- **WHAT THIS TASK INVOLVES**:
Skip the images and copy each record exactly as written.
** START STORED RECORDS **
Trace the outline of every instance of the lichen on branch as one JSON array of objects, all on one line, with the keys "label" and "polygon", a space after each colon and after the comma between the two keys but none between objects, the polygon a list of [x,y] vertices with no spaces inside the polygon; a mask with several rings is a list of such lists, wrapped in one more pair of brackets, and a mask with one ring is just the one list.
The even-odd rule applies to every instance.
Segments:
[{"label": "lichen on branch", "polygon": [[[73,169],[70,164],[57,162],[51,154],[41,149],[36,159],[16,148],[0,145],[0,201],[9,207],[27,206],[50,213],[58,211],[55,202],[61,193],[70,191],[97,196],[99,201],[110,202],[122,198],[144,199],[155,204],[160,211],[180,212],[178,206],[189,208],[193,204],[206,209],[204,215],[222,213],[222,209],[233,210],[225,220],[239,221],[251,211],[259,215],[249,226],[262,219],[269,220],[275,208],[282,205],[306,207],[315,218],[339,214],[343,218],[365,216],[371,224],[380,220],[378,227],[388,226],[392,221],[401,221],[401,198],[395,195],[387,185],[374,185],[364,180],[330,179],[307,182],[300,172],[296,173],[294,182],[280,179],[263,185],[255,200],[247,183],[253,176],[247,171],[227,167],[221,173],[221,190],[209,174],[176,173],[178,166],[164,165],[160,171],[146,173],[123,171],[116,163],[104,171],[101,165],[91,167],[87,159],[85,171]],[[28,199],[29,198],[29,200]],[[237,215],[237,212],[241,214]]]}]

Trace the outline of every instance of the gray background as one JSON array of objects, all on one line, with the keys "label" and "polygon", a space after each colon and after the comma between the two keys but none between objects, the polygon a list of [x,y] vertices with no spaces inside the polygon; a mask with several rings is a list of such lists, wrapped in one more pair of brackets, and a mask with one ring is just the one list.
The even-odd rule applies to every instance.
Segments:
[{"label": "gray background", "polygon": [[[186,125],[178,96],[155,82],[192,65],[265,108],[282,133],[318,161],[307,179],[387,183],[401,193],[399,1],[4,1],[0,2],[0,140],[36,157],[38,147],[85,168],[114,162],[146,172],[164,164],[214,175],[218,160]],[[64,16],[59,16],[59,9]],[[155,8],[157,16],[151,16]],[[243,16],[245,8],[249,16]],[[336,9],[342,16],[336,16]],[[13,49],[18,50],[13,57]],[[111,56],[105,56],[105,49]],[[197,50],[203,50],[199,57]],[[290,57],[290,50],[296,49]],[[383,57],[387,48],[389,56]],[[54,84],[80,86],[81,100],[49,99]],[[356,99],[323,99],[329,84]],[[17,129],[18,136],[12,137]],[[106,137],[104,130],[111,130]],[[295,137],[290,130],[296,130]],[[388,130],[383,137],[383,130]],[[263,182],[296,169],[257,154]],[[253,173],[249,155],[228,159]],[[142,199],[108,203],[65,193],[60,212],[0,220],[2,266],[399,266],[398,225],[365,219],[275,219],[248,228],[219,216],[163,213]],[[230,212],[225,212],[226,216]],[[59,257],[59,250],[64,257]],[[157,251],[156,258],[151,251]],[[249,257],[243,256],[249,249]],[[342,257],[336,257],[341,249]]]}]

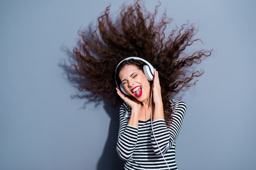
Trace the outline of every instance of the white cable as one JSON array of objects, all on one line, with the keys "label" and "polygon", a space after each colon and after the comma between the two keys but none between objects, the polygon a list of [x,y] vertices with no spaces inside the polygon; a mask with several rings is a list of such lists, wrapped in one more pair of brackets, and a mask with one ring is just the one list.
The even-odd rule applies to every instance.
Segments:
[{"label": "white cable", "polygon": [[152,132],[153,132],[153,136],[154,136],[154,140],[155,140],[155,141],[156,141],[156,145],[157,145],[158,148],[159,149],[159,151],[160,151],[160,152],[161,152],[161,156],[163,157],[165,163],[166,164],[166,165],[167,165],[167,166],[168,166],[168,169],[169,169],[169,170],[171,170],[170,167],[169,166],[169,165],[168,165],[168,164],[167,164],[166,160],[165,158],[164,158],[164,156],[163,153],[161,152],[161,149],[160,149],[160,147],[159,147],[159,144],[158,144],[158,143],[157,143],[156,139],[156,137],[155,137],[155,136],[154,136],[154,128],[153,128],[153,120],[152,120],[152,96],[153,96],[153,88],[151,89],[151,98],[150,98],[150,120],[151,120],[151,129],[152,129]]}]

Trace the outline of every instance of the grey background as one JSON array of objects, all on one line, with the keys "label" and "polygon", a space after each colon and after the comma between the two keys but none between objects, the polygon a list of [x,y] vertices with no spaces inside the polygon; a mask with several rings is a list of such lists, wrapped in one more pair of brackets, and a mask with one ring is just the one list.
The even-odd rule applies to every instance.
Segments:
[{"label": "grey background", "polygon": [[[178,26],[187,20],[211,57],[182,98],[179,169],[255,169],[255,1],[165,0]],[[78,90],[58,65],[77,31],[122,1],[0,1],[0,169],[120,169],[118,111],[71,99]],[[156,1],[147,1],[151,11]],[[196,45],[196,48],[197,46]]]}]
** END STORED RECORDS **
- **RESPONSE TO THIS TASK**:
Trace the outline of every instance of the lichen on branch as one JSON array of objects, all on one line, with the keys "label" and "polygon", a space after each colon and after the comma between the two keys but none between objects, the polygon a list of [x,y] vertices with no spaces inside the polygon; a mask with several rings is a list of such lists, wrapped in one more pair of brackets, and a mask with one ring is just the one list.
The even-odd rule applies to every instance.
Segments:
[{"label": "lichen on branch", "polygon": [[[73,169],[70,164],[57,162],[51,154],[41,149],[36,159],[16,148],[0,145],[0,201],[9,207],[27,206],[50,213],[58,211],[55,202],[61,193],[70,191],[97,196],[99,201],[110,202],[122,198],[144,199],[155,204],[160,211],[180,212],[178,206],[189,208],[193,204],[206,209],[204,215],[222,213],[222,209],[233,210],[225,220],[239,221],[251,211],[259,215],[249,226],[262,219],[269,220],[275,208],[282,205],[306,207],[315,218],[339,214],[343,218],[365,216],[371,224],[380,220],[378,227],[388,226],[392,221],[401,221],[401,198],[395,195],[387,185],[374,185],[364,180],[330,179],[307,182],[300,172],[296,173],[294,182],[280,179],[263,185],[255,200],[247,183],[253,176],[247,171],[227,167],[221,173],[221,190],[209,174],[176,173],[178,166],[164,165],[160,171],[146,173],[123,171],[116,163],[104,171],[101,165],[91,167],[87,159],[85,171]],[[28,199],[29,198],[29,200]],[[237,215],[237,212],[241,214]]]}]

Trace the outline of every instance of the gray background as one JSON array of objects, all on one line, with the keys "label" and "polygon", a space after each colon and after the comma between the two keys but none between objects, the polygon a list of [x,y] vertices with no spaces inside the polygon; a mask with several rings is a list of such lists, wrapped in one more pair of brackets, and a mask with one ring is just the one list.
The even-odd rule applies to every instance.
Segments:
[{"label": "gray background", "polygon": [[[186,125],[178,96],[155,82],[192,65],[265,108],[282,133],[318,161],[307,179],[387,183],[401,193],[399,1],[4,1],[0,2],[0,140],[36,157],[38,147],[85,168],[114,162],[146,172],[164,164],[214,175],[218,160]],[[64,16],[59,16],[59,9]],[[155,8],[157,16],[151,16]],[[243,16],[245,8],[249,16]],[[336,9],[342,16],[336,16]],[[13,49],[18,50],[13,57]],[[111,56],[105,56],[105,49]],[[197,50],[203,50],[199,57]],[[290,57],[290,50],[296,49]],[[383,57],[387,48],[389,56]],[[54,84],[80,86],[81,100],[49,99]],[[356,99],[323,99],[329,84]],[[17,129],[18,136],[12,137]],[[106,137],[104,130],[111,130]],[[295,137],[290,130],[296,130]],[[388,130],[383,137],[383,130]],[[263,182],[296,169],[257,154]],[[253,173],[249,155],[228,159]],[[142,199],[108,203],[65,193],[60,212],[0,220],[2,266],[399,266],[398,225],[365,219],[275,219],[248,228],[219,216],[163,213]],[[230,212],[225,212],[226,216]],[[59,257],[59,250],[64,257]],[[157,251],[156,258],[151,251]],[[249,257],[243,256],[249,249]],[[342,257],[336,257],[341,249]]]}]

Trace the outline of every instance of the white cable as one JSON array of objects, all on one line, with the keys "label" and "polygon", a space after each colon and after the comma between the two keys but none between objects, the polygon a list of [x,y] vertices with no spaces inside the polygon; a mask with several rings is a list of such lists, wrapped in one more pair of brackets, and a mask with one ring is just the one list.
The even-odd rule applies to every instance.
Segments:
[{"label": "white cable", "polygon": [[152,132],[153,132],[153,136],[154,136],[154,140],[155,140],[155,141],[156,141],[156,145],[157,145],[158,148],[159,149],[159,151],[160,151],[160,152],[161,152],[161,156],[163,157],[165,163],[166,164],[166,165],[167,165],[167,166],[168,166],[168,169],[169,169],[169,170],[171,170],[170,167],[169,166],[169,165],[168,165],[168,164],[167,164],[166,160],[165,158],[164,158],[164,156],[163,153],[161,152],[161,149],[160,149],[160,147],[159,147],[159,144],[158,144],[158,143],[157,143],[156,139],[156,137],[155,137],[155,136],[154,136],[154,128],[153,128],[153,120],[152,120],[152,96],[153,96],[153,88],[151,89],[151,98],[150,98],[150,120],[151,120],[151,129],[152,129]]}]

Trace the outline of every instance of the grey background as one JSON array of objects, all on one line, with the keys "label" and "polygon", a space after each colon and after the comma between the two keys but none between objects, the polygon a list of [x,y] vertices with no spaces inside the polygon; a mask with several rings is a list of such lists, wrapped in one more pair of brackets, and a mask with one ring is just the one list.
The even-odd rule applies to every instance.
Segments:
[{"label": "grey background", "polygon": [[[178,26],[187,20],[211,57],[182,98],[179,169],[255,169],[255,1],[165,0]],[[78,90],[58,65],[77,31],[122,1],[0,1],[0,169],[120,169],[118,111],[71,99]],[[156,1],[147,1],[151,11]],[[196,45],[196,48],[197,46]]]}]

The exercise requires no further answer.